Your objective>
Identify every line in the data below that contains the word "green", and copy each such line in full.

Exercise input>
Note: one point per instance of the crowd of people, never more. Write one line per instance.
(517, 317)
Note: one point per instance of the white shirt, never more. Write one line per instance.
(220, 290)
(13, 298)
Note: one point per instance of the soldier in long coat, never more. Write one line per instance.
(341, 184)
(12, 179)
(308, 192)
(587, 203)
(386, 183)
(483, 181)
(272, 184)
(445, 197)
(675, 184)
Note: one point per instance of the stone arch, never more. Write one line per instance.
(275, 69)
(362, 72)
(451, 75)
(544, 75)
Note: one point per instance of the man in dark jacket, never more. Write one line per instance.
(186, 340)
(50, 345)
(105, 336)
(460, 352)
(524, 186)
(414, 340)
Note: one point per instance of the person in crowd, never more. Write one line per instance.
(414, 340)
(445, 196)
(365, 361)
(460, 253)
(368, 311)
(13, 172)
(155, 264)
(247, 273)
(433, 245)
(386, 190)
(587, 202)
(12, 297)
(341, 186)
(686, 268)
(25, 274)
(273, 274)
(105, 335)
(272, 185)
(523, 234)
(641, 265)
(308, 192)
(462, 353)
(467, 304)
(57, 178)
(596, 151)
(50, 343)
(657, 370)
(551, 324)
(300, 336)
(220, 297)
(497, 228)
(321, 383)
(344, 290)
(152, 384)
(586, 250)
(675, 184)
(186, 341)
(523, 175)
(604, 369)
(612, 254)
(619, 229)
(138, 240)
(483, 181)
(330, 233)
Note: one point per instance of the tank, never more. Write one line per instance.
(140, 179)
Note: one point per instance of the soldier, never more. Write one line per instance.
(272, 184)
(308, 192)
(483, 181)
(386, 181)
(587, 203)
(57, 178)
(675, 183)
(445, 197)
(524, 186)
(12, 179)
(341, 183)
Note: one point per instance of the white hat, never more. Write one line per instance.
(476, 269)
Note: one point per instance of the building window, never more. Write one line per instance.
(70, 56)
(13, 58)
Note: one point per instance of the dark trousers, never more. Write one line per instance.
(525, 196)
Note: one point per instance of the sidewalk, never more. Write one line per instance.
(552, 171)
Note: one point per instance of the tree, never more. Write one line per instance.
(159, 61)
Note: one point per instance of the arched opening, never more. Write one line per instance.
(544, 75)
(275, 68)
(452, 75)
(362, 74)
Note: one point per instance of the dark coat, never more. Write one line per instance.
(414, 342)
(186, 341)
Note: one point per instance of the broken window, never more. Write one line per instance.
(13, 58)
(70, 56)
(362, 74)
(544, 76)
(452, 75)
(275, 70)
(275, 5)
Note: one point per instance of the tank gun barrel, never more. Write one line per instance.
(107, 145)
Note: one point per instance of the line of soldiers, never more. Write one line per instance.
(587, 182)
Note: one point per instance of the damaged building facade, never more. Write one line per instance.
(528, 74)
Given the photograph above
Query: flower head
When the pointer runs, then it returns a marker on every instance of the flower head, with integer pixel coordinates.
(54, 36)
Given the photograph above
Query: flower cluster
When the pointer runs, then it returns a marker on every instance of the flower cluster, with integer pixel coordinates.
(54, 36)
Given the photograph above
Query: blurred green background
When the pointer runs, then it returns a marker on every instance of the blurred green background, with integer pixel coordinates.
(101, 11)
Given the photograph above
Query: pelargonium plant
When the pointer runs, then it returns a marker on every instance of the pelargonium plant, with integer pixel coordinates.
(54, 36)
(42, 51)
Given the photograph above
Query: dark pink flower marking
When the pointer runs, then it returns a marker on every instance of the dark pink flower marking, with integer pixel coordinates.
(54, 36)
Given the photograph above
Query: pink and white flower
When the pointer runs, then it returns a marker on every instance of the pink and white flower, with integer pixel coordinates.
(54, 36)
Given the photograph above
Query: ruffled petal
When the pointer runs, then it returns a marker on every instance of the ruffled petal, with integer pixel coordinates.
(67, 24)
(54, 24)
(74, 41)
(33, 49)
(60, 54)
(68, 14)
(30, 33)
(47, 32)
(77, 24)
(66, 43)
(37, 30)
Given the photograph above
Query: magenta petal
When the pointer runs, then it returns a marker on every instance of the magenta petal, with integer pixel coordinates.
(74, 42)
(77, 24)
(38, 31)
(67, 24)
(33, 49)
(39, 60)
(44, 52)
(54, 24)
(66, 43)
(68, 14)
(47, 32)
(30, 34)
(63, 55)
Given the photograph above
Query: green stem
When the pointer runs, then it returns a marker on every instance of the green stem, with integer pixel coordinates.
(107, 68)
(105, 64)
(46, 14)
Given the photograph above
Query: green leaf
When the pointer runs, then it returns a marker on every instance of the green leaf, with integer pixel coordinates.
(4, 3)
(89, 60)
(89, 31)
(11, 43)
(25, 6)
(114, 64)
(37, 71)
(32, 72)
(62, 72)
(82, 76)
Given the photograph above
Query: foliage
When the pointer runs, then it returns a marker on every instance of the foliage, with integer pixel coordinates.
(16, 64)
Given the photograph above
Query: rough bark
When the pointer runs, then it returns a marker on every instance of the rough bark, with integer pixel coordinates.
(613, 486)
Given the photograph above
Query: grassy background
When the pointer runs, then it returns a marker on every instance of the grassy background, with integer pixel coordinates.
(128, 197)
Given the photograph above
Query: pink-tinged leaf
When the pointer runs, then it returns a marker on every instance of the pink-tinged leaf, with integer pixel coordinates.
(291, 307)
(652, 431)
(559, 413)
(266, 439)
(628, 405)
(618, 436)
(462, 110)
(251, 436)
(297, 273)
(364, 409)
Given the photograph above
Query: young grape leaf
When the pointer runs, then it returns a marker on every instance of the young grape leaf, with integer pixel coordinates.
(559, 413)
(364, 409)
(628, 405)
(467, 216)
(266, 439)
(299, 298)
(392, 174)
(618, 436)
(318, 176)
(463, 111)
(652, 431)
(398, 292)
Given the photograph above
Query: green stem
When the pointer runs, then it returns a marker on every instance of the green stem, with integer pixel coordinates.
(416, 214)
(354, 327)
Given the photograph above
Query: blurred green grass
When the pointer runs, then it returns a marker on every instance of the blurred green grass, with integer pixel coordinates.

Answer to the task>
Query: blurred green background
When the pointer runs, then it returns a marker on every instance of the blurred green background, with integer pixel coordinates.
Query: green stem
When the pointer runs, then it returns a marker on every instance of the green stem, with integer pixel coordinates.
Query: green leaf
When the pointer runs, then it returns a marker on every instance of the green leaf, with integer pixel coordinates.
Query: green stem
When the pointer runs, then it returns a marker on every instance of the green stem, with integer pixel coordinates.
Query: blurred green grass
When the pointer runs, then it returns a marker on every instance of the blurred green grass, with integer pixel coordinates.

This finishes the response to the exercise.